● **ARBEITSAUFTRÄGE**:
a) Aktualisiere den Text über den Checkpoint Charlie von „Außerdem sei es“ bis „einen Euro bezahlen.“, indem du diesen Abschnitt erneut wiedergibst und dabei „Friedrichstraße“ durch „Zimmerstraße“ ersetzt.
b) Überführe die Einträge von der Zeile mit „sidewalk in the photo above.“ bis zur Zeile mit „[[510, 317], [193, 316], [315, 350]]“ (beide eingeschlossen) in eine Markdown-Tabelle mit den Spalten „Nr.“ und „Zeile“. Leerzeilen entfallen dabei.

══ VORLIEGENDER TEXT ══

Bild: Berlins beliebtestes Fotomotiv: Schauspieler mit Fahnenattrappe vor nach …
Attraktion und Ärgernis zugleich: Die studentischen Aushilfen, die sich
täglich als Soldaten verkleidet am Checkpoint Charlie ablichten lassen und
dafür je Bild einen Euro kassieren, sorgen für Misstöne zwischen Senat und
dem Bezirksamt Friedrichshain-Kreuzberg. "Uns erreichen immer wieder
Beschwerden von Touristen, die beim bloßen Fotografieren des Checkpoints
belästigt werden", sagt Rainer Klemke, der Gedenkstättenreferent des
Senats. "Es ist einfach ärgerlich." Auch ein früherer US-Kommandant am
Checkpoint Charlie habe sich bereits beschwert. Der Bezirk müsse Abhilfe
schaffen.
Außerdem sei es Geschichtsfälschung, wenn dort verkleidete Schauspieler in
Uniformen jedweder Nation und Funktion umherstolzierten, beklagt Klemke. Er
äußert sich damit ähnlich wie der frühere Kultursenator Thomas Flierl
(Linke), der "die bisher einseitig touristisch-kommerzielle Orientierung"
am früheren alliierten Grenzübergang als "problematisch und geschmacklos"
bezeichnet hat.
In den Tagen nach dem Mauerbau am 13. August 1961 und während des Kalten
Krieges hatten sich US-amerikanische und sowjetische Panzer am Checkpoint
Charlie in direkter Konfrontation gegenübergestanden. Seit mehreren Jahren
posieren vor dem auf einer Verkehrsinsel gelegenen Häuschen auf der
Friedrichstraße von 10 bis 18 Uhr zwei "Soldaten", einer mit amerikanischer
Uniform und einer in französischer oder russischer Uniform. Lassen sich
Touristen mit ihnen fotografieren, müssen sie einen Euro bezahlen.

═══
══ VORLIEGENDE EINTRÄGE ══

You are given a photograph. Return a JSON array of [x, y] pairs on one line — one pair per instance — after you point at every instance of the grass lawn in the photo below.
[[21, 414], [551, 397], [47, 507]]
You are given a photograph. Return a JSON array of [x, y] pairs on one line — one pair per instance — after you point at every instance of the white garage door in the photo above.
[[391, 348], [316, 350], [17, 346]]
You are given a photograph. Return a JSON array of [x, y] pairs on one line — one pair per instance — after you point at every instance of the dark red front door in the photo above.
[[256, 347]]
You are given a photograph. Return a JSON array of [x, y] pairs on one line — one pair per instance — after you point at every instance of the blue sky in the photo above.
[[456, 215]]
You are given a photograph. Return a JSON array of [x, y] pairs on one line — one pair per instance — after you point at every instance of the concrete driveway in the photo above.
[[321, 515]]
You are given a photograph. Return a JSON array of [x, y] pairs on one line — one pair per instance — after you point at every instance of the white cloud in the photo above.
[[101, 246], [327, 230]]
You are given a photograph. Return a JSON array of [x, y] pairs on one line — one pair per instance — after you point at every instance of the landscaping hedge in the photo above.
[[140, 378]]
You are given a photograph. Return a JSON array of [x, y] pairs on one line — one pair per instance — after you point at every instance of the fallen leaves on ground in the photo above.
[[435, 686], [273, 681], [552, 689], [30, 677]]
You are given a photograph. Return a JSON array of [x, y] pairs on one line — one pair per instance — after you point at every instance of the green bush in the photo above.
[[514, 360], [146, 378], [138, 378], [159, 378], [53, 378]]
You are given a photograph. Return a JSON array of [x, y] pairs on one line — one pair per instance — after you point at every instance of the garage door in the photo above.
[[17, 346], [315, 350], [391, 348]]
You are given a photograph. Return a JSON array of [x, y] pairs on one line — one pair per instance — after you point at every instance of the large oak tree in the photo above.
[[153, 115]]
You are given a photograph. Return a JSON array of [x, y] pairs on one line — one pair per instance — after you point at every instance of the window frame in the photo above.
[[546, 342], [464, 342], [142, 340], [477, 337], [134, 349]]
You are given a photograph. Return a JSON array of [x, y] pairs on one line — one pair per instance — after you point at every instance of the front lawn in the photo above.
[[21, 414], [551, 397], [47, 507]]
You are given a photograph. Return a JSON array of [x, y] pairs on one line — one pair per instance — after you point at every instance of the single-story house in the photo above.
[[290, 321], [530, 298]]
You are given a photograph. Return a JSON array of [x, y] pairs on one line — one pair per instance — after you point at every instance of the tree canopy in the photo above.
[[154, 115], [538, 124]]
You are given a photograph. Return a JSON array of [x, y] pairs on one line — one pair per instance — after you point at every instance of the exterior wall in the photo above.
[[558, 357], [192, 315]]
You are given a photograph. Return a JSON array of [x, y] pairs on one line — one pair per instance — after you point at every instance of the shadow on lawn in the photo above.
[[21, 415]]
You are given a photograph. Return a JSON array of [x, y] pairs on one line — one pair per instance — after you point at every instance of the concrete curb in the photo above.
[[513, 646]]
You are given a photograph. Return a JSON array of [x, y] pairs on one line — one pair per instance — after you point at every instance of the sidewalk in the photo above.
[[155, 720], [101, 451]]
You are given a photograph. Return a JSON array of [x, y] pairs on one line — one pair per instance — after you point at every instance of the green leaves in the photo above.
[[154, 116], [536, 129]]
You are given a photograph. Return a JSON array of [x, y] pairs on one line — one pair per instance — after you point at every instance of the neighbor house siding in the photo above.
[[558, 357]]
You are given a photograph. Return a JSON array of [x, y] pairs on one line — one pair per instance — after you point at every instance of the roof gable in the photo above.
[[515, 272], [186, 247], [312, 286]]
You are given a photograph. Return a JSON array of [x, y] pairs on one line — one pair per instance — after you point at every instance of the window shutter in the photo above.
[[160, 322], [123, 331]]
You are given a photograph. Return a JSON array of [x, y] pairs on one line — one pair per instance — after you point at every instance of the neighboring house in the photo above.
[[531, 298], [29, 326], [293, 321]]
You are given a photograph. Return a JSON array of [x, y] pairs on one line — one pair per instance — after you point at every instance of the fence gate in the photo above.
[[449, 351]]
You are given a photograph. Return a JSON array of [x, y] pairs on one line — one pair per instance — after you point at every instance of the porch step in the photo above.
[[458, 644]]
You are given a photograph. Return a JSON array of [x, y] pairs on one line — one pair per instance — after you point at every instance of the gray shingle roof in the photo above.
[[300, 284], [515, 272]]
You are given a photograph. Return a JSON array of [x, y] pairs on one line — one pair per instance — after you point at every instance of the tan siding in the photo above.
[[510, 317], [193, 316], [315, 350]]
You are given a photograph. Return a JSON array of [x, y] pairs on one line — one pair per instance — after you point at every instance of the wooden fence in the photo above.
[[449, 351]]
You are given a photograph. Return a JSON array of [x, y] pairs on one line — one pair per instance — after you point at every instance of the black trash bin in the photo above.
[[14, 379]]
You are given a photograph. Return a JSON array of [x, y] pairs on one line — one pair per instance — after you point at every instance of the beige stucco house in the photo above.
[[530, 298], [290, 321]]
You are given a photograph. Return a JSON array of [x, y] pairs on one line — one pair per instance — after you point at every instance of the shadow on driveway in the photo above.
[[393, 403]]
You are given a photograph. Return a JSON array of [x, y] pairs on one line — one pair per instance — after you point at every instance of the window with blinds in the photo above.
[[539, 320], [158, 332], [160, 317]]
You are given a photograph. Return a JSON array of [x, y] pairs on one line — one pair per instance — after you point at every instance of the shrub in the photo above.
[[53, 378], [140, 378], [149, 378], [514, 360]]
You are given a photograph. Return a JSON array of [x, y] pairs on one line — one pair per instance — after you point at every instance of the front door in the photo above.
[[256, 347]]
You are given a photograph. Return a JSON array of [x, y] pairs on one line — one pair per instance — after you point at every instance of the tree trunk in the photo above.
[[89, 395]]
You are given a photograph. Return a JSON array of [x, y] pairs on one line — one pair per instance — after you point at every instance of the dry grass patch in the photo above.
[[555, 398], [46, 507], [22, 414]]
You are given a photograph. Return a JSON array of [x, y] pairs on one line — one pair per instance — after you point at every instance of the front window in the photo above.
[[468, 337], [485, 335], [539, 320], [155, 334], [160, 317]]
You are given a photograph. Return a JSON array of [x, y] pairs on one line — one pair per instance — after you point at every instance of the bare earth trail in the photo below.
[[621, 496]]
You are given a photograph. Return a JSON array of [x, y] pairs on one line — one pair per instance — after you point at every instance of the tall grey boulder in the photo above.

═══

● **ERWARTETE ANTWORTEN**:
a)
Außerdem sei es Geschichtsfälschung, wenn dort verkleidete Schauspieler in
Uniformen jedweder Nation und Funktion umherstolzierten, beklagt Klemke. Er
äußert sich damit ähnlich wie der frühere Kultursenator Thomas Flierl
(Linke), der "die bisher einseitig touristisch-kommerzielle Orientierung"
am früheren alliierten Grenzübergang als "problematisch und geschmacklos"
bezeichnet hat.
In den Tagen nach dem Mauerbau am 13. August 1961 und während des Kalten
Krieges hatten sich US-amerikanische und sowjetische Panzer am Checkpoint
Charlie in direkter Konfrontation gegenübergestanden. Seit mehreren Jahren
posieren vor dem auf einer Verkehrsinsel gelegenen Häuschen auf der
Zimmerstraße von 10 bis 18 Uhr zwei "Soldaten", einer mit amerikanischer
Uniform und einer in französischer oder russischer Uniform. Lassen sich
Touristen mit ihnen fotografieren, müssen sie einen Euro bezahlen.

b)
| Nr. | Zeile |
|---|---|
| 1 | You are given a photograph. Return a JSON array of [x, y] pairs on one line — one pair per instance — after you point at every instance of the sidewalk in the photo above. |
| 2 | [[155, 720], [101, 451]] |
| 3 | You are given a photograph. Return a JSON array of [x, y] pairs on one line — one pair per instance — after you point at every instance of the green leaves in the photo above. |
| 4 | [[154, 116], [536, 129]] |
| 5 | You are given a photograph. Return a JSON array of [x, y] pairs on one line — one pair per instance — after you point at every instance of the neighbor house siding in the photo above. |
| 6 | [[558, 357]] |
| 7 | You are given a photograph. Return a JSON array of [x, y] pairs on one line — one pair per instance — after you point at every instance of the roof gable in the photo above. |
| 8 | [[515, 272], [186, 247], [312, 286]] |
| 9 | You are given a photograph. Return a JSON array of [x, y] pairs on one line — one pair per instance — after you point at every instance of the window shutter in the photo above. |
| 10 | [[160, 322], [123, 331]] |
| 11 | You are given a photograph. Return a JSON array of [x, y] pairs on one line — one pair per instance — after you point at every instance of the neighboring house in the photo above. |
| 12 | [[531, 298], [29, 326], [293, 321]] |
| 13 | You are given a photograph. Return a JSON array of [x, y] pairs on one line — one pair per instance — after you point at every instance of the fence gate in the photo above. |
| 14 | [[449, 351]] |
| 15 | You are given a photograph. Return a JSON array of [x, y] pairs on one line — one pair per instance — after you point at every instance of the porch step in the photo above. |
| 16 | [[458, 644]] |
| 17 | You are given a photograph. Return a JSON array of [x, y] pairs on one line — one pair per instance — after you point at every instance of the gray shingle roof in the photo above. |
| 18 | [[300, 284], [515, 272]] |
| 19 | You are given a photograph. Return a JSON array of [x, y] pairs on one line — one pair per instance — after you point at every instance of the tan siding in the photo above. |
| 20 | [[510, 317], [193, 316], [315, 350]] |